## [Your goal]
Beginning with the line containing "Every instance of the shadow", give every line again exactly as it is, ending with the last line of the entries.

## [Given data]
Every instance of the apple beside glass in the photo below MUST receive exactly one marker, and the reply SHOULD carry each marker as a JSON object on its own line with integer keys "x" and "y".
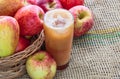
{"x": 41, "y": 66}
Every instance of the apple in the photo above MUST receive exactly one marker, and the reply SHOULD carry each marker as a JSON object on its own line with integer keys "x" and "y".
{"x": 10, "y": 7}
{"x": 67, "y": 4}
{"x": 83, "y": 19}
{"x": 22, "y": 44}
{"x": 46, "y": 5}
{"x": 41, "y": 66}
{"x": 30, "y": 19}
{"x": 9, "y": 35}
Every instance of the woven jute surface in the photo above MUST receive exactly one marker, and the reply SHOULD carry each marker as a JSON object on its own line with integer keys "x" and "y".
{"x": 96, "y": 55}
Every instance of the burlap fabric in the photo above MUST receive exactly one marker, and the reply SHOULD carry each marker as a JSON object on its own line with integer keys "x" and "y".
{"x": 96, "y": 55}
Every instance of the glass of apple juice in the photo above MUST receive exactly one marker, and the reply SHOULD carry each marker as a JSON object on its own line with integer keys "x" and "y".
{"x": 58, "y": 29}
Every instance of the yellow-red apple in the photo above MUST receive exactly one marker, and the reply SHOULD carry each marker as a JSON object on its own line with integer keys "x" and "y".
{"x": 41, "y": 66}
{"x": 30, "y": 19}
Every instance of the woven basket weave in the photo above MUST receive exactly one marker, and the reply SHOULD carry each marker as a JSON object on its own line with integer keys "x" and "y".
{"x": 14, "y": 66}
{"x": 96, "y": 55}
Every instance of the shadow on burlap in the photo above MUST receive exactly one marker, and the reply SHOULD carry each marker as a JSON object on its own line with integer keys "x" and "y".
{"x": 96, "y": 55}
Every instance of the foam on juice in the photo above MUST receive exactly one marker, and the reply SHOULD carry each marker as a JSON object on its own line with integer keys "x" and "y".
{"x": 58, "y": 19}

## [Result below]
Every instance of the shadow on burlap in the photo above MUST receive exactly one marker, and the reply SHOULD carry each marker as a JSON object on its own line with integer keys "x" and "y".
{"x": 96, "y": 55}
Every instance of the foam on juice in the photo above MUST receive exactly one marker, and the reply SHOULD carry each marker as a JSON object on its own line with integer keys "x" and "y".
{"x": 58, "y": 19}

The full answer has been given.